== MATERIAL SUPPLIED

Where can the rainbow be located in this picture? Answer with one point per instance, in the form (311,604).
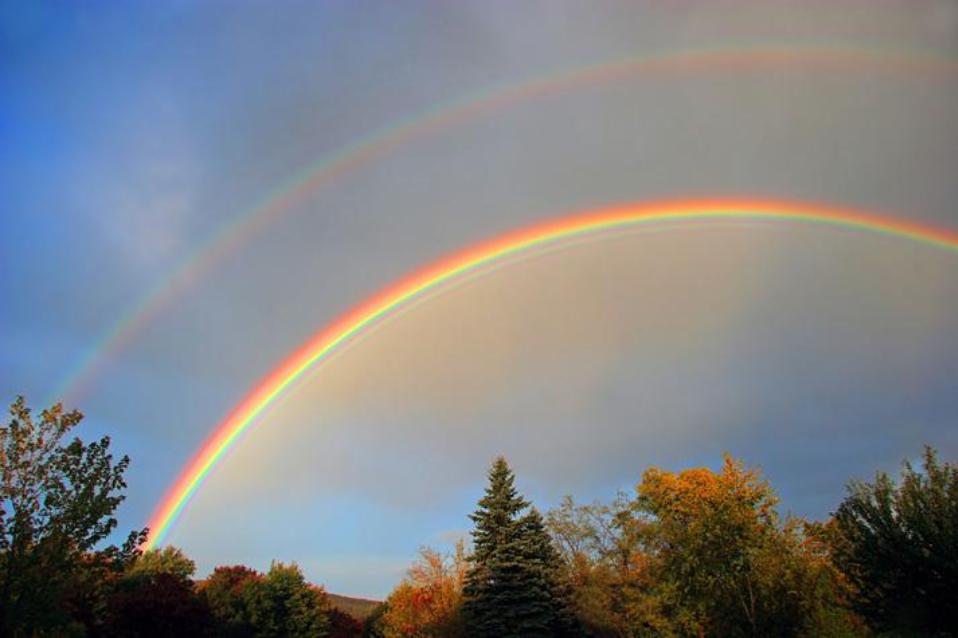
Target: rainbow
(380,143)
(444,273)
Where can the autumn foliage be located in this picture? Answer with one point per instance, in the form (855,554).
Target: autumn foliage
(427,602)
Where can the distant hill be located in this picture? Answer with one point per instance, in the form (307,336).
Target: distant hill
(358,608)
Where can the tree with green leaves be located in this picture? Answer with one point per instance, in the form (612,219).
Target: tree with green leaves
(169,560)
(57,505)
(277,604)
(512,588)
(898,544)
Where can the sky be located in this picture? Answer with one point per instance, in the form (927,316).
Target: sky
(134,134)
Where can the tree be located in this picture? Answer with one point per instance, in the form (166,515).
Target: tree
(342,625)
(428,601)
(157,604)
(510,589)
(598,545)
(898,544)
(57,501)
(169,560)
(228,593)
(244,602)
(721,563)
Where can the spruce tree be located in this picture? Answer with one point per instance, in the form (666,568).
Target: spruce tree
(512,588)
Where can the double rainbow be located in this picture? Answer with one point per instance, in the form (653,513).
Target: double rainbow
(443,273)
(379,143)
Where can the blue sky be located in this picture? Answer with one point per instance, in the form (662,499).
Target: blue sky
(130,134)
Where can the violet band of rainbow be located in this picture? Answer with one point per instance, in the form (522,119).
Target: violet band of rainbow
(445,271)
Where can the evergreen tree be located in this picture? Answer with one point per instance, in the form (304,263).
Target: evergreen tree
(512,588)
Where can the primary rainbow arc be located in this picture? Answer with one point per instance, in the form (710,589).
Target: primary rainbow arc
(438,275)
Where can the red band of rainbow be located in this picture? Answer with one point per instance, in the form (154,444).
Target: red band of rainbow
(439,274)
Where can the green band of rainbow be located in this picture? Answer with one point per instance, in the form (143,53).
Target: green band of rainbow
(366,149)
(444,272)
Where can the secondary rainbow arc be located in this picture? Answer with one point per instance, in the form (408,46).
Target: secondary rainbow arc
(433,278)
(381,142)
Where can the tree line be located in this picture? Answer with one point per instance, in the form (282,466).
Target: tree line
(690,553)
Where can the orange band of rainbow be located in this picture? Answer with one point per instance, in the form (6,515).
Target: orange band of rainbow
(436,276)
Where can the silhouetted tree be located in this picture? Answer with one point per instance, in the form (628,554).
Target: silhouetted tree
(899,546)
(510,589)
(147,605)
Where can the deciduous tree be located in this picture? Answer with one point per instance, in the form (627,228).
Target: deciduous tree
(57,504)
(898,543)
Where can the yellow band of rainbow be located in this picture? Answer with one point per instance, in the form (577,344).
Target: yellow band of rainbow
(443,272)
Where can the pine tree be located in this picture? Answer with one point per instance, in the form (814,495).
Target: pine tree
(512,587)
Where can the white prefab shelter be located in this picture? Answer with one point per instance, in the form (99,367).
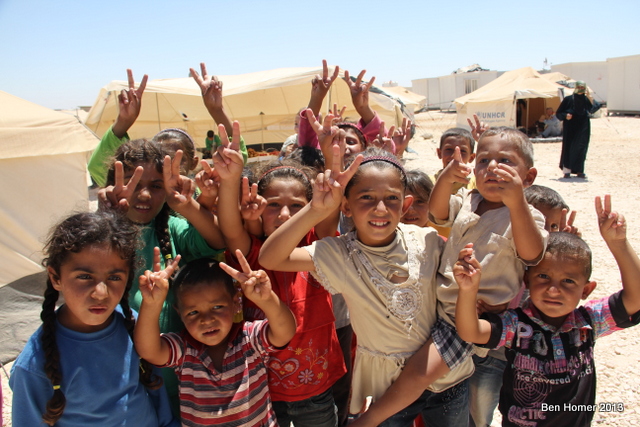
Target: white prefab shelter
(495,103)
(624,84)
(594,74)
(264,103)
(442,91)
(43,170)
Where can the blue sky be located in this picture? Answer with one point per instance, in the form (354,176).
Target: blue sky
(60,53)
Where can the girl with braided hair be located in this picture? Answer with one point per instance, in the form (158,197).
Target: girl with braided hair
(146,183)
(80,367)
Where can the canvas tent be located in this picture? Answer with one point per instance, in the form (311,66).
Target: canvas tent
(43,158)
(265,104)
(495,103)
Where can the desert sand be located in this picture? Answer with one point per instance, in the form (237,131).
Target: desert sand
(612,168)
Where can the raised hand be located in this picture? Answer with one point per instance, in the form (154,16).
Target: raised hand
(359,91)
(466,270)
(566,224)
(456,170)
(119,194)
(228,160)
(402,136)
(179,188)
(154,285)
(613,226)
(477,128)
(210,87)
(251,203)
(383,141)
(208,181)
(255,284)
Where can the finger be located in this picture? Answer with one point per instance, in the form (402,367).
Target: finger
(143,85)
(156,259)
(244,264)
(132,83)
(235,144)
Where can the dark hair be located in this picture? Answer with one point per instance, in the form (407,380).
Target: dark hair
(73,235)
(141,152)
(381,159)
(540,196)
(185,141)
(286,169)
(203,270)
(569,246)
(523,144)
(458,133)
(419,184)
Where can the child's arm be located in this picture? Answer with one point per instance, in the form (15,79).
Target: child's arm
(179,190)
(527,236)
(129,105)
(613,229)
(279,252)
(252,206)
(154,287)
(228,162)
(256,286)
(467,274)
(211,89)
(455,171)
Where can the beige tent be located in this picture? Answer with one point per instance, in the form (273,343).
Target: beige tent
(265,104)
(43,158)
(495,103)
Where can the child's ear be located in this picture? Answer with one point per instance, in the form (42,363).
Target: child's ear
(588,288)
(530,176)
(406,204)
(54,278)
(345,207)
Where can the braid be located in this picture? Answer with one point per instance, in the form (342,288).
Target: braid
(147,377)
(55,405)
(162,232)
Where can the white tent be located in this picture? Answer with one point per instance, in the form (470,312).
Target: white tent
(43,158)
(495,103)
(265,104)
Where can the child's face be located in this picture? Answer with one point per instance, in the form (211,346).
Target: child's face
(556,286)
(92,283)
(449,146)
(418,212)
(552,217)
(493,151)
(207,311)
(376,202)
(285,197)
(149,196)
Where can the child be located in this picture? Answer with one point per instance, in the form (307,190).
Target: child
(419,186)
(553,207)
(386,275)
(220,364)
(450,139)
(550,374)
(153,188)
(80,368)
(485,383)
(302,374)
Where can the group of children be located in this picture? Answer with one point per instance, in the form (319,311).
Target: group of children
(339,216)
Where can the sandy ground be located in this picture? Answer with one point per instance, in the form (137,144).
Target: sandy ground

====

Reproduce every item above word for word, omitting the pictures.

Where can the rainbow be located in this picture? Answer with one point per instance, in the form (311,604).
Target: rainbow
(380,143)
(444,273)
Where can the autumn foliage be located in this picture? Answer with one point per instance, in the form (855,554).
Target: autumn foliage
(427,602)
Where can the distant hill be located in this picture? Answer with one point per instance, in the form (307,336).
Target: distant hill
(358,608)
Where can the tree with green leaves be located in this picture? Answer with one point per instance, in the form (612,219).
Target: tree with green leaves
(169,560)
(57,505)
(277,604)
(512,588)
(898,544)
Where can the sky be located in this picture? Answer with one point per instance, in the form (927,316).
Target: sky
(134,134)
Where can the tree be located in this picture? Answer with one point per instance, in the form (166,515).
Target: tree
(342,625)
(428,601)
(157,604)
(510,589)
(598,545)
(898,544)
(57,501)
(169,560)
(228,593)
(244,602)
(721,563)
Where can the spruce tree be located in this picture? Answer with one point per instance, in the form (666,568).
Target: spruce tree
(512,588)
Where can the double rainbow be located in this picture? Answer with one point per instance, in the form (653,513).
Target: double rainbow
(443,273)
(379,143)
Where can the blue sky be located in this picture? Answer with one point per instance, in the form (662,499).
Target: blue sky
(130,134)
Where can the violet band of rainbow be located in this picture? Answer with one point per instance, in the form (522,119).
Target: violet band of rainbow
(445,271)
Where can the evergreen tree be located in this picture? Answer with one point per instance, in the form (304,263).
Target: evergreen tree
(512,588)
Where can the primary rainbow arc be located in this picture? Answer with one point per instance, in the form (710,589).
Target: primary rainbow arc
(438,275)
Where can the red band of rainbow be located in this picture? Answer with one point per instance, in the form (154,444).
Target: red band of rainbow
(439,274)
Where can the green band of rainbow be located in this picture? Answer with one point per instance, in the form (143,53).
Target: green band of rainbow
(366,149)
(444,272)
Where can the secondary rainbow arc be located in this picture? Answer with one point per instance, in the form (408,46).
Target: secondary rainbow arc
(433,278)
(381,142)
Where can the tree line be located in this picture? Answer with one point per instance, in the form (282,466).
Target: tree line
(690,553)
Where can the orange band of rainbow be located in this picture? Answer with one point per instance, in the form (6,515).
Target: orange band of rainbow
(436,276)
Where can the silhouetted tree be located in this picture? Answer with one point per instance, in the form (628,554).
Target: silhouetted tree
(899,546)
(510,589)
(147,605)
Where can the deciduous tree be located in this picture? Answer with one point per instance, in the form (627,228).
Target: deciduous tree
(57,504)
(898,543)
Where can the yellow band of rainbow be located in this picture? Answer with one point per instance, in the form (577,344).
Target: yellow band of rainbow
(443,272)
Where can the pine tree be located in this picture? Answer with one point per instance, in the form (814,495).
Target: pine tree
(512,587)
Where can the white prefab shelter be located in this picture? Answer with one point per instance, in the form (99,367).
Target: white prefab shelter
(495,103)
(624,84)
(594,74)
(264,103)
(442,91)
(43,170)
Where can the blue sky be located in this picture? Answer with one point per instance, in the form (354,176).
Target: blue sky
(60,53)
Where can the girl with braided hair be located in this picture? Answer with one point per instance, in the form (158,197).
Target: girl with braided hair
(146,183)
(80,367)
Where can the canvas tent be located in this picture? Answer with one point per instance, in the form (311,66).
Target: canvas tent
(43,158)
(265,104)
(495,103)
Where can the desert sand be located in this picture? Answer with one point per instance, in the form (237,131).
Target: desert sand
(612,168)
Where can the raised hand be located in this picture? Answer with one point per instance, in the form (154,16).
Target: raised hand
(359,91)
(466,270)
(566,224)
(456,170)
(119,194)
(228,160)
(402,136)
(179,188)
(154,285)
(613,226)
(477,128)
(210,87)
(251,203)
(383,141)
(208,181)
(255,284)
Where can the finger be located in this picture? Answer with one point per instance, in the form (402,367).
Target: finger
(143,85)
(156,259)
(244,264)
(132,83)
(235,144)
Where can the dark hair be located in this picture? Answer with one point per instance, in the form (407,380).
Target: dark hair
(73,235)
(141,152)
(381,159)
(540,196)
(185,141)
(286,169)
(203,270)
(569,246)
(523,144)
(458,133)
(419,184)
Where can the child's arm be located in this picture? Answer with one point per instance, in the form (15,79).
Target: child's arm
(179,190)
(527,236)
(129,105)
(613,229)
(279,252)
(252,206)
(154,287)
(228,162)
(256,286)
(467,274)
(211,89)
(455,171)
Where can the beige tent be located in this picture? Answer with one point per instance, in the form (273,343).
Target: beige tent
(265,104)
(43,158)
(495,103)
Where can the child's ear be located in this picture? Answer with one point per instance, in the form (42,363).
Target: child's ear
(588,288)
(530,176)
(406,204)
(54,278)
(345,207)
Where can the braid be located in this picture? Answer with one point per instance, in the form (342,288).
Target: braid
(147,377)
(55,405)
(162,232)
Where can the white tent be located in this picture? Answer with one point per instance, in the form (470,312).
Target: white tent
(43,158)
(495,103)
(265,104)
Where can the child's face be located in this picture? Answer with one point per instance, in the form (211,346).
Target: child's face
(556,286)
(92,283)
(449,146)
(418,212)
(552,217)
(493,151)
(207,311)
(376,202)
(285,197)
(149,196)
Where can the child be located in this picture? Answer with one point per instance, in the form (307,190).
Target: child
(419,186)
(553,207)
(386,275)
(220,364)
(450,139)
(550,374)
(153,188)
(80,368)
(485,383)
(302,374)
Where can the group of children be located in this picture? Answer with one point per instance, in the form (319,311).
Target: group of children
(339,216)
Where can the sandy ground be located in this picture? Answer with one point per instance, in the form (137,144).
Target: sandy ground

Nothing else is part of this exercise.